Records excerpted from a collection:
== Segment start ==

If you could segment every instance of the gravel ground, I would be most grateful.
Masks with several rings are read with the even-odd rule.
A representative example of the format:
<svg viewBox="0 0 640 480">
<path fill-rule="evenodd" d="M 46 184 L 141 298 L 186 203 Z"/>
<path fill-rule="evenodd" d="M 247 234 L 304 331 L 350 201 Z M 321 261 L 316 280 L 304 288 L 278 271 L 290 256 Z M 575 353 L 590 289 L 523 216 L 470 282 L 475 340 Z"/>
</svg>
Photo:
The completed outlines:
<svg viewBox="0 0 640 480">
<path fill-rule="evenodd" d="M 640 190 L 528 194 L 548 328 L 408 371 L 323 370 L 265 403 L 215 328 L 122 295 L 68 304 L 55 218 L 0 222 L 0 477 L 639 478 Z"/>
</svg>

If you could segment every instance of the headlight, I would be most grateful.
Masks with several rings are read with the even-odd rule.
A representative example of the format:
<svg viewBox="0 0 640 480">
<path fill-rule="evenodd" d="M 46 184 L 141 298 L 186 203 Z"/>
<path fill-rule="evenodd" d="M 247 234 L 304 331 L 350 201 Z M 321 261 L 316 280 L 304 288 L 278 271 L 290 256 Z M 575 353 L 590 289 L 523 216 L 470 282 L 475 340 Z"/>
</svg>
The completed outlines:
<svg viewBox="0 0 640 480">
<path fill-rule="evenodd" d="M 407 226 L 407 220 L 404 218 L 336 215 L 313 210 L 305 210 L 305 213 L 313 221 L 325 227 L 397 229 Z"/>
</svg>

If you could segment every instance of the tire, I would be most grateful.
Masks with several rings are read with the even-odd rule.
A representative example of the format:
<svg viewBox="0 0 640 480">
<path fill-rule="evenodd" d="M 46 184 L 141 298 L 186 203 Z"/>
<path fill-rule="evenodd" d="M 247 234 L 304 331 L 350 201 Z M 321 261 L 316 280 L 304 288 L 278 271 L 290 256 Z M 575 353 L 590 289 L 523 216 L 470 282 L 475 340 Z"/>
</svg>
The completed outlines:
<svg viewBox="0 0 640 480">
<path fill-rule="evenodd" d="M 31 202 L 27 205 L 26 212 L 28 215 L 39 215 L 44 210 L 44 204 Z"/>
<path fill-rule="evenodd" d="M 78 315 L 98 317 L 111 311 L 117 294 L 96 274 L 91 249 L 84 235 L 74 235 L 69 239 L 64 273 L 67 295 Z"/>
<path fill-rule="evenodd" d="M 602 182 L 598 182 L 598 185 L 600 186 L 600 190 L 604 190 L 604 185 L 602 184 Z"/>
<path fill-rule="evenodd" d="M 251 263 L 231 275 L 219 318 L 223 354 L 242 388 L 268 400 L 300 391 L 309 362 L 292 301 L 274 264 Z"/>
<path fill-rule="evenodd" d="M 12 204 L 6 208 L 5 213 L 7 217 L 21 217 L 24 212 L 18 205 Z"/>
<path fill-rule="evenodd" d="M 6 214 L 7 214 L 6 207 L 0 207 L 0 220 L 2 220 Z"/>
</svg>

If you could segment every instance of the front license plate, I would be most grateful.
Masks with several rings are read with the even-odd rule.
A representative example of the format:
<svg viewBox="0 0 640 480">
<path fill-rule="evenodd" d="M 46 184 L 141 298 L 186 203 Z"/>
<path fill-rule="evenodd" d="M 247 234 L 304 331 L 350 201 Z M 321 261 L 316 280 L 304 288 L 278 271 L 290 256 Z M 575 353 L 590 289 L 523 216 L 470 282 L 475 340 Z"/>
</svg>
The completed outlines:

== Segment end ==

▶ DESCRIPTION OF THE TASK
Check every line of the entries above for the word "most" and report how many lines contain it, giving the number only.

▶ OUTPUT FOR THIS EXERCISE
4